Records:
▼

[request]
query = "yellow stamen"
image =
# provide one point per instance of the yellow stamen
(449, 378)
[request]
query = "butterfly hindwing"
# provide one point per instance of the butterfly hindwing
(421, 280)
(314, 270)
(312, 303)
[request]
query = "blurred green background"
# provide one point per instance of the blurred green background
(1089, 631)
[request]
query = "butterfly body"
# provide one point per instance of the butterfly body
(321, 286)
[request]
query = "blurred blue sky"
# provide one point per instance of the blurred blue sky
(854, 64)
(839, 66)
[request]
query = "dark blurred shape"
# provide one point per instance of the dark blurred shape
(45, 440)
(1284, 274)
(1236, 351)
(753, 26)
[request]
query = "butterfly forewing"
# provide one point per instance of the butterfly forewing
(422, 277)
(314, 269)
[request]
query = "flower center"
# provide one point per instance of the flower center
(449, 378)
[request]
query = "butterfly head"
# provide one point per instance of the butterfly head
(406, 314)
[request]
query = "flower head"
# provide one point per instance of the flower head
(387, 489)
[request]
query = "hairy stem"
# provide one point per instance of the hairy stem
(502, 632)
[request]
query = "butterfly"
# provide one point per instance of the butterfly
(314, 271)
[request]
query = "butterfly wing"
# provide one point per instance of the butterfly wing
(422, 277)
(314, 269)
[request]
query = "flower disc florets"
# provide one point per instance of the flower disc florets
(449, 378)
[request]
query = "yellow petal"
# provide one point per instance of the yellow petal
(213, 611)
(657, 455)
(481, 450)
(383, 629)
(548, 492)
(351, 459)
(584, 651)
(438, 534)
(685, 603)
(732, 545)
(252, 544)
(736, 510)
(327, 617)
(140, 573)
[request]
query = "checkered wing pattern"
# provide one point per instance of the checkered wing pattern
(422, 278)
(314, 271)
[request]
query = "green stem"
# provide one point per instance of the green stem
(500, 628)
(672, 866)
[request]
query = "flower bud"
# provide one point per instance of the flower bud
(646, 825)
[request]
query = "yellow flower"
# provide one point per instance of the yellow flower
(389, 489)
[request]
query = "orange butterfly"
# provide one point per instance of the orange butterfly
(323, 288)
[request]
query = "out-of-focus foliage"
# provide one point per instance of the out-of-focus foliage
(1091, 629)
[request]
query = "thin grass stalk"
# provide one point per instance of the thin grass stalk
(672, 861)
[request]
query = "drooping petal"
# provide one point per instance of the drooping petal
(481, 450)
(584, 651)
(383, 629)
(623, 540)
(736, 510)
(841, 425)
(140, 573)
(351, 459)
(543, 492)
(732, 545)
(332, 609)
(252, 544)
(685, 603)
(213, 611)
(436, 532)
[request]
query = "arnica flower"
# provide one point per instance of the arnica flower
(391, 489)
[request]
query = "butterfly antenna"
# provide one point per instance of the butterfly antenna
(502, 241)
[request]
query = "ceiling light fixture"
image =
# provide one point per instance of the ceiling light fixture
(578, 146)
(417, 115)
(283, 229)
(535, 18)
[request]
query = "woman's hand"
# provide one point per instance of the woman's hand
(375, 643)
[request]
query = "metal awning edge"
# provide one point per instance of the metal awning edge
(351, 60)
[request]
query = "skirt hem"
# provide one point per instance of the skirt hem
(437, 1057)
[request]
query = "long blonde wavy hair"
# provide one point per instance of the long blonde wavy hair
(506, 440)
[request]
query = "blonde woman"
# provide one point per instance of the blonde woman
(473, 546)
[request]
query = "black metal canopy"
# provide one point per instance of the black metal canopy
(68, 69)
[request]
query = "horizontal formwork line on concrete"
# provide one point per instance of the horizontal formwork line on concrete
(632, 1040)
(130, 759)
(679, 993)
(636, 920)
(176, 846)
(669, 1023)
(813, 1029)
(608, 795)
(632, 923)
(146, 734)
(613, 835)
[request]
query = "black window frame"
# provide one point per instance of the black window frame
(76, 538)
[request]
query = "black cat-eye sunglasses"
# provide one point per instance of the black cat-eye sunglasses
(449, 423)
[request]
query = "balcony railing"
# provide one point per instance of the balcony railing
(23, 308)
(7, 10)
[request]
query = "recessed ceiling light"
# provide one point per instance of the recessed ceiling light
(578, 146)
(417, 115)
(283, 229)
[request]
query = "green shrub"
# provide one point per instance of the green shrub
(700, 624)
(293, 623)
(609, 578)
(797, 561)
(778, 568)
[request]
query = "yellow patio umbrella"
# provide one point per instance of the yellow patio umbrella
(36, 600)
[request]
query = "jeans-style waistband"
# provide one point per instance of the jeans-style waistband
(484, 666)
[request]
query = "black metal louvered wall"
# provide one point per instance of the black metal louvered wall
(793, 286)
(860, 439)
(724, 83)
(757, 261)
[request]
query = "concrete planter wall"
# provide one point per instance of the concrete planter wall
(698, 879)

▲

[Exercise goal] Reproduce the listing above verbatim, from first line to last.

[Solution to this task]
[request]
query = "yellow stamen"
image =
# provide one point per instance of the yellow stamen
(449, 378)
[request]
query = "butterfly hindwing"
# provide one point per instance of the butterfly hindwing
(421, 280)
(314, 270)
(312, 303)
[request]
query = "blurred green background"
# provide one point per instance of the blurred green background
(1089, 631)
[request]
query = "butterfly body"
# provide one point per instance of the butterfly body
(321, 286)
[request]
query = "blurred blue sky"
# provide one point per instance of the blurred blue sky
(854, 64)
(839, 66)
[request]
query = "dark blurred shape"
# provide one point per instance of the dark blurred shape
(45, 440)
(1284, 274)
(1236, 351)
(753, 26)
[request]
query = "butterfly forewing"
# provide one point per instance of the butterfly forewing
(422, 277)
(314, 269)
[request]
query = "flower center"
# provide one point per instance of the flower center
(449, 378)
[request]
query = "butterfly head"
# provide one point per instance of the butterfly head
(406, 314)
[request]
query = "flower head"
# provide one point per instance of the flower head
(387, 489)
[request]
query = "hairy stem"
# provide one point per instance of the hairy stem
(502, 632)
[request]
query = "butterfly"
# provide one point per instance of the butterfly
(314, 271)
[request]
query = "butterfly wing"
# provide one point per instance of the butterfly wing
(422, 277)
(314, 269)
[request]
query = "flower disc florets"
# provide one point per instance of the flower disc florets
(449, 378)
[request]
query = "yellow petal"
# provide one point per instance of the yellow petal
(213, 611)
(657, 455)
(481, 450)
(383, 629)
(548, 492)
(351, 459)
(584, 651)
(438, 534)
(685, 603)
(732, 545)
(252, 544)
(736, 510)
(327, 617)
(140, 573)
[request]
query = "checkered wing pattern"
# provide one point per instance of the checkered wing pattern
(422, 278)
(314, 271)
[request]
query = "green stem"
# provide one point per instance of the green stem
(500, 628)
(672, 866)
[request]
query = "flower bud"
# provide one point per instance of the flower bud
(646, 825)
[request]
query = "yellow flower"
# provide one point per instance of the yellow flower
(389, 489)
[request]
query = "orange butterfly"
# provide one point per instance of the orange butterfly
(323, 288)
[request]
query = "out-of-focus foliage"
# provide one point per instance of the out-of-focus foliage
(1091, 629)
[request]
query = "thin grass stalk"
# provide one point per instance of the thin grass stalk
(672, 861)
[request]
query = "drooping petal"
# provide one point per instance of the drooping petal
(481, 450)
(584, 651)
(383, 629)
(623, 540)
(736, 510)
(841, 425)
(140, 573)
(351, 459)
(543, 492)
(732, 545)
(332, 609)
(252, 544)
(685, 603)
(213, 611)
(436, 532)
[request]
query = "arnica flower"
# provide one point per instance of the arnica flower
(391, 489)
[request]
query = "butterfly antenna"
# provide one point per instance of the butterfly antenna
(502, 241)
[request]
query = "ceiling light fixture"
image =
# provide one point per instance of the ceiling light fixture
(578, 146)
(417, 115)
(283, 229)
(535, 18)
[request]
query = "woman's hand"
# provide one point per instance of the woman's hand
(375, 643)
[request]
query = "metal awning edge"
# provide one point per instance of the metal awning edge
(351, 60)
[request]
query = "skirt hem"
# provide one point per instance of the skirt hem
(437, 1057)
[request]
query = "long blonde wavy hair"
# provide one point per instance of the long blonde wavy hair
(506, 440)
[request]
query = "blonde woman"
# provide one point per instance of the blonde woman
(473, 546)
[request]
query = "black metal canopy"
# provide one point per instance of the black metal canopy
(68, 69)
[request]
query = "horizontal formwork line on concrete"
# provide one point per instance of the horizontal formwork line on concrete
(632, 1040)
(130, 759)
(679, 993)
(636, 920)
(176, 846)
(669, 1023)
(813, 1029)
(608, 795)
(632, 923)
(146, 734)
(613, 835)
[request]
query = "black window frame"
# provide one point per instance of the black window frame
(76, 538)
[request]
query = "black cat-eye sunglasses"
# provide one point per instance of the black cat-eye sunglasses
(449, 423)
[request]
query = "balcony railing"
# provide one point per instance of the balcony railing
(23, 308)
(7, 10)
[request]
query = "recessed ceiling light"
# provide one point per instance of the recessed ceiling light
(578, 146)
(417, 115)
(283, 229)
[request]
query = "green shrub"
# provide one point per instance of the green shrub
(700, 624)
(293, 623)
(609, 578)
(797, 561)
(778, 568)
[request]
query = "yellow patio umbrella"
# provide one point per instance of the yellow patio umbrella
(36, 600)
[request]
query = "jeans-style waistband"
# provide one point per instance of the jeans-style waistband
(484, 666)
[request]
query = "black metal louvered wall"
# provide one point per instance of the black metal louvered wall
(793, 286)
(860, 439)
(724, 83)
(757, 261)
[request]
query = "concrete planter wall"
# provide one point per instance of the concrete planter wall
(698, 879)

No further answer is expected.